▶ **What is required**: Reproduce the records below, substituting "enclosing rectangle" for every occurrence of "bounding box" and leaving all other text unchanged. Omit the pictures from your answer.

* Begin Data for processing *

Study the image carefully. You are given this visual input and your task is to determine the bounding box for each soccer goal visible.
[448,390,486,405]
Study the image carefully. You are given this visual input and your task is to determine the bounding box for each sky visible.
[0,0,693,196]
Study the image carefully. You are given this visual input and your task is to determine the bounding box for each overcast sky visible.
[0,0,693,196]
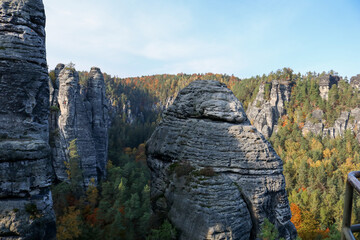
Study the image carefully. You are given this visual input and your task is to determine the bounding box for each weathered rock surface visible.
[147,81,296,239]
[350,74,360,90]
[0,0,56,239]
[302,108,360,142]
[246,80,293,138]
[50,64,109,186]
[319,74,340,100]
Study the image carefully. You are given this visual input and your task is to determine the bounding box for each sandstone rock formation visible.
[319,74,340,100]
[146,80,296,240]
[350,74,360,90]
[246,80,293,138]
[49,64,109,186]
[302,108,360,142]
[0,0,56,239]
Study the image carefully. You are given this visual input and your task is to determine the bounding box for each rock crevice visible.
[0,0,56,239]
[49,64,109,186]
[146,81,296,239]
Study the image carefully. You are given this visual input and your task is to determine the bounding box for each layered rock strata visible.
[146,81,296,240]
[302,108,360,142]
[319,74,340,100]
[350,74,360,90]
[246,80,293,138]
[0,0,56,239]
[50,64,109,186]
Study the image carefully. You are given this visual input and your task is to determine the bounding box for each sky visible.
[43,0,360,78]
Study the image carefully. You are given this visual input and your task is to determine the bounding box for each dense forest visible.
[53,68,360,240]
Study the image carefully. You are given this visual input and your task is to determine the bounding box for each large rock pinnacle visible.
[147,81,296,240]
[0,0,56,239]
[50,64,109,187]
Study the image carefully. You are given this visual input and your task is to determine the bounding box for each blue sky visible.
[44,0,360,77]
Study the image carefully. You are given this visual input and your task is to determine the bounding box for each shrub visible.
[146,220,176,240]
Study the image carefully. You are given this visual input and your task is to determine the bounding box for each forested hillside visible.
[54,68,360,239]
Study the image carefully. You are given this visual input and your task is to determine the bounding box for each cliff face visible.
[246,81,292,138]
[0,0,56,239]
[146,81,296,239]
[302,108,360,142]
[50,64,109,186]
[319,75,340,100]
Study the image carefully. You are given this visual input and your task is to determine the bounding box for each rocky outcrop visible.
[0,0,56,239]
[49,64,109,186]
[246,80,293,138]
[350,74,360,90]
[302,108,360,142]
[319,74,340,100]
[146,81,296,239]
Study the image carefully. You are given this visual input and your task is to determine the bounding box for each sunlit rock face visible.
[49,64,109,187]
[0,0,56,239]
[146,81,296,240]
[246,80,293,138]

* End Data for processing *

▶ **Written answer**:
Study the image carefully. You are given this visual input and your task is to determine the enclosing rectangle for each soccer goal visible.
[448,390,486,405]
Study the image carefully. You are given this visual input and your task is to determine the enclosing rectangle for each sky visible.
[0,0,693,196]
Study the image carefully. You are given this visual input and your task is to determine the enclosing rectangle for each overcast sky visible.
[0,0,693,196]
Study the image carefully. You are given this visual input and your task is to determine the enclosing rectangle for each weathered rock surface visible.
[147,81,296,239]
[350,74,360,90]
[0,0,56,239]
[302,108,360,142]
[246,80,293,138]
[50,64,109,186]
[319,74,340,100]
Study the image carefully. You are given this visual input and your task is to determine the enclosing rectangle for each sandstone rock formation visible.
[319,74,340,100]
[146,80,296,240]
[350,74,360,90]
[246,80,293,138]
[49,64,109,186]
[302,108,360,142]
[0,0,56,239]
Study the image carefully. You are given this visual input and your task is to determine the enclosing rectangle for each rock crevice visible.
[0,0,56,239]
[49,64,109,186]
[146,81,296,239]
Study the image carefully. You are given this visual input and your task is to determine the enclosing rectangle for each layered rock strata visible.
[146,81,296,240]
[302,108,360,142]
[319,74,340,100]
[350,74,360,90]
[246,80,293,138]
[0,0,56,239]
[50,64,109,186]
Study the image carefully. You are given this visual input and your task is to determine the enclosing rectangle for each sky visible.
[43,0,360,78]
Study the image carefully. You are given this visual input and your task is to determine the enclosing rectangle for each dense forest visible.
[53,68,360,240]
Study the image carefully. You are given this visual input and your task is to determine the enclosing rectangle for each large rock pinnacle visible.
[147,81,296,240]
[0,0,56,239]
[50,64,109,187]
Study the image carefully. You are given this visual input and your task is to determine the enclosing rectangle for each blue sky visible.
[44,0,360,77]
Study the image carefully. You are given this visual input and your task is to determine the enclosing rectangle for each shrub visible.
[146,220,176,240]
Study the image carefully. You are given this visual input and your task is to determine the enclosing rectangle for each forested hillside visible.
[54,68,360,239]
Study the image carefully. You are given this visual input and your task is to determine the enclosing rectangle for each cliff face visible.
[246,81,292,138]
[0,0,56,239]
[146,81,296,239]
[302,108,360,142]
[50,64,109,186]
[319,75,340,100]
Study the image carefully. You are given this visual input and your task is to determine the enclosing rectangle for each rocky outcrop visible.
[0,0,56,239]
[49,64,109,186]
[246,80,293,138]
[350,74,360,90]
[302,108,360,142]
[319,74,340,100]
[146,81,296,239]
Study the image carefully. You are given this visual input and your task is to determine the enclosing rectangle for each sunlit rock face visible.
[49,64,109,187]
[0,0,56,239]
[146,81,296,240]
[246,80,293,138]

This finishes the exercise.